Page:
The plurality of nodules may be oriented in a variety of ways. References to nodule orientation made herein are referring to the orientation of the elongate nodules only, i.e. those shapes with a longitudinal axis. These nodules are said to be oriented in the direction defined by their longitudinal axis. In the case of shapes that have a longitudinal axis that is curved or otherwise changes direction along the length of the shape, the orientation is defined by the tangent to the longitudinal axis half-way along the length of the longitudinal axis of the shape.

Nodules are preferably not oriented parallel to the rotation direction of the post-form roller. The rotation direction is the direction of motion of the circumferential surface when the post form roller is rotated. At least some of the nodules are oriented at an angle relative to the rotation direction of the post-form roller. In other words, the nodules are offset at an angle to the rotation direction. Preferably, the majority of nodules are oriented at an angle relative to the rotation direction of the post-form roller. It has been found that having the majority of nodules being offset from the rotation direction results in a more natural and less manufactured appearance in the contacted extrudate.

The nodules are preferably offset at an angle of greater than 5° relative to the rotation direction of the post-form roller, alternatively greater than 10°, alternatively greater than 15°. The nodules are preferably offset at an angle of less than 85° relative to the rotation direction of the post-form roller, alternatively less than 80°, alternatively less than 75°.

The elongate shaped nodules are preferably offset from the rotation direction in two or more different directions, alternatively three or more different directions, alternatively four or more different directions, alternatively five or more different directions. The nodules being oriented in a greater number of different offset directions leads to a more natural and less manufactured appearance.

The nodules typically protrude from the circumferential post-form roller surface by about 5 mm or more, alternatively 8 mm or more, alternatively 1 cm and more. Typically, the nodules protrude from the circumferential post-form roller surface by no more than about 1.5 cm. In one embodiment, the nodules protrude from the circumferential post-form roller surface by a distance of from about 1 cm to about 1.5 cm. The nodules with a longitudinal axis may be about 0.5 cm or more in width (measured perpendicular to the longitudinal axis), alternative 1 cm or more in width, alternatively 1.5 cm or more in width, alternatively 2 cm or more in width. Typically, the nodules are no more than about 2.5 cm in width. In one embodiment, the nodules with a longitudinal axis preferably have a width from about 2 cm to about 2.5 cm.

Objectives:
1. Translate this sentence from the passage about post-form roller nodules into Spanish: "These nodules are said to be oriented in the direction defined by their longitudinal axis."
2. Rewrite the section of the passage about post-form roller nodules between "Nodules are preferably not" and "the contacted extrudate.", inclusive, with "rotation direction" changed to "direction of rotation".
Rely only on the passage about post-form roller nodules.

Extracted material:
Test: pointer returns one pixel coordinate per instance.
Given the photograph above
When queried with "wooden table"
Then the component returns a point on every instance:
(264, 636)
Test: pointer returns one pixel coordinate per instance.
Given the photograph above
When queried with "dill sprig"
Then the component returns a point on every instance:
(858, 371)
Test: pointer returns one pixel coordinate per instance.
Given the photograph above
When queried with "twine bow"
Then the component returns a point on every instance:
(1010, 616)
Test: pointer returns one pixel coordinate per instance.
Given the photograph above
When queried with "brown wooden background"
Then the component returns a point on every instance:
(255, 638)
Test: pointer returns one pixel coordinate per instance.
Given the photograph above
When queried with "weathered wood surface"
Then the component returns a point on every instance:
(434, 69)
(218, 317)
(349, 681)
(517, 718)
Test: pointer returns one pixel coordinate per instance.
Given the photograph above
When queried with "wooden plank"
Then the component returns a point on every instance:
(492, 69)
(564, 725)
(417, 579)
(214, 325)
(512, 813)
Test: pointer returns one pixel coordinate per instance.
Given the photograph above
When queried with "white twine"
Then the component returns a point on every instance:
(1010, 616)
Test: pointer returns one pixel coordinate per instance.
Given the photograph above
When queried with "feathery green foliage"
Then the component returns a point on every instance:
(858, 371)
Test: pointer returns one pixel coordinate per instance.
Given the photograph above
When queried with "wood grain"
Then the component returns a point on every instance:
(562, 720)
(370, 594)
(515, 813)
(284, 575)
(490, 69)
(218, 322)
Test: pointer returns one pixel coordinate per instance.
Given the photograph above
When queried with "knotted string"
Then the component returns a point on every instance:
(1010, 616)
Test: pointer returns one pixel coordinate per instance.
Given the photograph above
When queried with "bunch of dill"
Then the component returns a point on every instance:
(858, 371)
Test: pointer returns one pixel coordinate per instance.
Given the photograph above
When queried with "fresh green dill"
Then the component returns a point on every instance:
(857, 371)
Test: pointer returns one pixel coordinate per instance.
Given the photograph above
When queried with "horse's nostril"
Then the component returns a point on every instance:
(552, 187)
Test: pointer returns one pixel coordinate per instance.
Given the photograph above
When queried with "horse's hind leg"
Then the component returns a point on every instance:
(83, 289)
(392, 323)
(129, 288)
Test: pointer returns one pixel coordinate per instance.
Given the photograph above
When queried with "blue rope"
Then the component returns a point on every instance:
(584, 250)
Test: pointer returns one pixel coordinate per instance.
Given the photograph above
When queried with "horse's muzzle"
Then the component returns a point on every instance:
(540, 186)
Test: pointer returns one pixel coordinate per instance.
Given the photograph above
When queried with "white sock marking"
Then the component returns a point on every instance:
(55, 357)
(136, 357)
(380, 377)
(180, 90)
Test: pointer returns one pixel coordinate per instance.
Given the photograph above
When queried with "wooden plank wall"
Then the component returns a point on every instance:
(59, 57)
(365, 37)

Solutions in order:
1. Se dice que estos nódulos están orientados en la dirección definida por su eje longitudinal.

2.
Nodules are preferably not oriented parallel to the direction of rotation of the post-form roller. The direction of rotation is the direction of motion of the circumferential surface when the post form roller is rotated. At least some of the nodules are oriented at an angle relative to the direction of rotation of the post-form roller. In other words, the nodules are offset at an angle to the direction of rotation. Preferably, the majority of nodules are oriented at an angle relative to the direction of rotation of the post-form roller. It has been found that having the majority of nodules being offset from the direction of rotation results in a more natural and less manufactured appearance in the contacted extrudate.